*WHAT YOU HAVE TO DO*
Reproduce the passage of the kumru article below that begins at the words "Kumru is virtually" and stops after "to change that.".

*EXTRACTED TEXT*
# # # #

The World’s Best Grilled Cheese Sandwich Comes From Turkey, and We Think You Really Ought to Make One

Kumru is virtually unknown outside Turkey’s borders, and that needs to change

By Max Falkowitz

Published on May 12, 2016

The best grilled cheese on the planet comes from a beach town in western Turkey where the pace is slow, the water is like crystal, and the peaches are so ripe they turn to nectar when you bite into them. It is called kumru, which translates from Turkish as "turtledove," but really means "thank you, town of Çesme, for giving us this perfect thing." Yet the sandwich—simple ingredients that meld into exquisite lazy summer-eating like kasseri cheese, raw tomato, and optional fixings like griddled sausage, pickles, hot peppers, ketchup, and mayo on a bun—is virtually unknown beyond Turkey's borders. Let us do what we can to change that.

Çesme (population: 20,000) is a little vacation town near İzmir, which is Turkey's third largest city behind Istanbul and Ankara. With its resorts and beautiful coastline, life in Çesme has a simple formula. Wake up. Eat a lovely breakfast of tomatoes and yogurt and olives. Maybe go for a swim in the ocean. Then, when the sun's high in the sky and you're hungry again, pop over to the nearby kumrucu ("kumru maker") for a fresh-off-the-grill sandwich and some fantastic local cherry juice. Lay around in the sun. Grab some kebabs or a gorgeous salad for dinner, then go clubbing. And after? Maybe hit up the kumrucu again, because this sandwich is just as good drunk food as it is beach chow.

Get your pan screaming hot so the cheese crisps and blisters rather than turn into soup.

Kumru is distinct from other grilled cheeses in that the cheese itself is typically grilled (or, technically, griddled on a flat top). The requisite cheese is kasseri, a Greco-Turkish sheeps' milk variety with a texture similar to provolone and a mildly pungent flavor somewhere between butter and lamb. This pre-cooking gives the sandwich an extra bit of crusty, browned bite—like those edges of other grilled cheese sandwiches, where an errant bit of cheese slips out and gets all crispy—but all over. Yet it's only part of why this sandwich works so well. We also have to consider the bread.

The word kumru refers to both the sandwich and the bread used to make it. I've said it before and will say it again: Turkey is home to one of the most sophisticated bread cultures in the world, and kumru is one of the reasons why. Essentially a sesame-seeded, naturally fermented demi-baguette with a fine crumb, enriched by chickpea flour for flavor, heft, and bite, the loaf is ideal sandwich bread. It's lightly crusty but yielding enough to keep your sandwich fillings safely contained. And, it takes brilliantly to toasting, which, if your kumrucu knows their stuff, is done with a lavish amount of butter and a proper live fire grill for a bit of char.

Sucuk, Turkish beef sausage, and kasseri cheese.

And then comes everything else. My first kumru was a minimalist model: bread, cheese, and a couple thin slices of perfectly ripe tomato (Çesme, if you haven't picked up on it by now, is home to some excellent produce). The tomato adds some necessary sweetness and a taste of something fresh, and no matter how you take your kumru, the tomato's nearly mandatory.

# # # #

*DATA LISTING*
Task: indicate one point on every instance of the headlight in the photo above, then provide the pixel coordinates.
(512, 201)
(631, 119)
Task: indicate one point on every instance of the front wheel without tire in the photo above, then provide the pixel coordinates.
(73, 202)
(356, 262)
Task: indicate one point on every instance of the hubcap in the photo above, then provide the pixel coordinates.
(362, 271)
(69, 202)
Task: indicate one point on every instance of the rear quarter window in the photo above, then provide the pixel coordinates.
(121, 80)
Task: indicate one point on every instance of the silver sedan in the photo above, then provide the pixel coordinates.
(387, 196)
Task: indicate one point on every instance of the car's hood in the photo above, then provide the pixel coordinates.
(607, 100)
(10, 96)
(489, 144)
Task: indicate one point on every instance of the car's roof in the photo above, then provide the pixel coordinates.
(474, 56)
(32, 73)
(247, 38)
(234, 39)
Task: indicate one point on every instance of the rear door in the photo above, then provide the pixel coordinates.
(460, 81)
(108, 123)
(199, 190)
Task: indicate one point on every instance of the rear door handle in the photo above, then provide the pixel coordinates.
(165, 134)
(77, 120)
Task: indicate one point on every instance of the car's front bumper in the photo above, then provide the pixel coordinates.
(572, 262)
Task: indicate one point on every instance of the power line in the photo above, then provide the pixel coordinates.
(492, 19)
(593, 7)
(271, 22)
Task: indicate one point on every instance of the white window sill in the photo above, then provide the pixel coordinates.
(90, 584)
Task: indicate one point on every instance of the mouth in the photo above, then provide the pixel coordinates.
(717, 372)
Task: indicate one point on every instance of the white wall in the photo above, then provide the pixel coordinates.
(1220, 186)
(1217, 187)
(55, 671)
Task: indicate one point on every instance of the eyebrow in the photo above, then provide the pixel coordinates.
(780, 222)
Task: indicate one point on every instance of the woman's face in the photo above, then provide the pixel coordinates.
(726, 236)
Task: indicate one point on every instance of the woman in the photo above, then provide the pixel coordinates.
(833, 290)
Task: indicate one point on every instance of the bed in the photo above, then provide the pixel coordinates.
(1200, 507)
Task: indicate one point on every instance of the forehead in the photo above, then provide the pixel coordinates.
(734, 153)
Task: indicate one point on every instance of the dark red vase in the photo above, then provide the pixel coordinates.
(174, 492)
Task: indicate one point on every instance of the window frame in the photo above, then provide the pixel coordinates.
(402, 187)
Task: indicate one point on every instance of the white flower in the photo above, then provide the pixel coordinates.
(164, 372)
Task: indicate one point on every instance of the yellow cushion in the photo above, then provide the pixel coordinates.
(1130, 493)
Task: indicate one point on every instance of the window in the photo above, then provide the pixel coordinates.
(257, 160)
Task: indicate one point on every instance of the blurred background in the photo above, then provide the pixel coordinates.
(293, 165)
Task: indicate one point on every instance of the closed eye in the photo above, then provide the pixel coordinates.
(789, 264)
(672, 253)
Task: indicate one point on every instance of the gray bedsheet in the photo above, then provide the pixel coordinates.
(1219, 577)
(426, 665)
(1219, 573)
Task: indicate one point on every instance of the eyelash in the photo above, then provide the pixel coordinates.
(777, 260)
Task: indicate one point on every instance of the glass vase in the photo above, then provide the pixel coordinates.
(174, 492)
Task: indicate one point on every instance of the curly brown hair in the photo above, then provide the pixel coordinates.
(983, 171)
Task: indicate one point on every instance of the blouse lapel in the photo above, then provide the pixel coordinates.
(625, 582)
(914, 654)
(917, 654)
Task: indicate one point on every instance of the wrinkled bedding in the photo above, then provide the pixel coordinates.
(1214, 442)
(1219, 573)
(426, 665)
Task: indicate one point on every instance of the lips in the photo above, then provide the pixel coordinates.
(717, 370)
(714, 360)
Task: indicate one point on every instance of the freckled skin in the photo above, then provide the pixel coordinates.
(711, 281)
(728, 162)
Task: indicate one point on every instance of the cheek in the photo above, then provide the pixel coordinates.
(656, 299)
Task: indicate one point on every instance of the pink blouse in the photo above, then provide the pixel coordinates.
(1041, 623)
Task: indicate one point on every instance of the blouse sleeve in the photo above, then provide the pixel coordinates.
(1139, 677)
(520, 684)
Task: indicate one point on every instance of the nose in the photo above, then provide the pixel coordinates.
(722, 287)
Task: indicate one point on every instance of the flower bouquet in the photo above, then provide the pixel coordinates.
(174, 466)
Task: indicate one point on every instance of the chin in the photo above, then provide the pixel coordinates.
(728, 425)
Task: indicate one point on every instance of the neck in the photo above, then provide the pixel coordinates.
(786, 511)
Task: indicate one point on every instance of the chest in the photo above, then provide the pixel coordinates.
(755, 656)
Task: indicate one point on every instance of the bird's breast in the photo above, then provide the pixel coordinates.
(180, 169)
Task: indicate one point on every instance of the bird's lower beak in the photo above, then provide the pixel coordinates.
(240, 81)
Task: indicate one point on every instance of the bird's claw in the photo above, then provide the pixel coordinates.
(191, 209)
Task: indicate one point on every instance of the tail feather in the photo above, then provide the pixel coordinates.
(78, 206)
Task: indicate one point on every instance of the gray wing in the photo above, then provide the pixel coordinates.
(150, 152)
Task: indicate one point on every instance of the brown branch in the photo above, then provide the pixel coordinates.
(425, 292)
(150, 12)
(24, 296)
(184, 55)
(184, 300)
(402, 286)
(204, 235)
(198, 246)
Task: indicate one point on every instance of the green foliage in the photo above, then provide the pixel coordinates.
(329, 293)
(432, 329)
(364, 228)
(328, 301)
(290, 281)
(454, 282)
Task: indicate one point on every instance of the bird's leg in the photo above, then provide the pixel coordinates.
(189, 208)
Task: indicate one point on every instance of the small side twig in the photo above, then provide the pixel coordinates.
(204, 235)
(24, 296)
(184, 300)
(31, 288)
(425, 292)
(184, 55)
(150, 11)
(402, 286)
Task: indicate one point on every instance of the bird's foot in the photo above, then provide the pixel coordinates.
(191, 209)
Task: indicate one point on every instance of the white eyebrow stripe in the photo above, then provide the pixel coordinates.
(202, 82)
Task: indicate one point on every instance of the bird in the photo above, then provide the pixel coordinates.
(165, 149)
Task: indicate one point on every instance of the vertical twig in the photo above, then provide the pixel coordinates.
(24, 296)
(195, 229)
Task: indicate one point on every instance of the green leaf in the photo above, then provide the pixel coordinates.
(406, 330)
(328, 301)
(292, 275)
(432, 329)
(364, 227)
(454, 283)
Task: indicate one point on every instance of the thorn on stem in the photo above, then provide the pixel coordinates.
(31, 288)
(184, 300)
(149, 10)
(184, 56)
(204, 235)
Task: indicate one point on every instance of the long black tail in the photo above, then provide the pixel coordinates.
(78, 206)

# # # #

*THE RESULT*
Kumru is virtually unknown outside Turkey’s borders, and that needs to change

By Max Falkowitz

Published on May 12, 2016

The best grilled cheese on the planet comes from a beach town in western Turkey where the pace is slow, the water is like crystal, and the peaches are so ripe they turn to nectar when you bite into them. It is called kumru, which translates from Turkish as "turtledove," but really means "thank you, town of Çesme, for giving us this perfect thing." Yet the sandwich—simple ingredients that meld into exquisite lazy summer-eating like kasseri cheese, raw tomato, and optional fixings like griddled sausage, pickles, hot peppers, ketchup, and mayo on a bun—is virtually unknown beyond Turkey's borders. Let us do what we can to change that.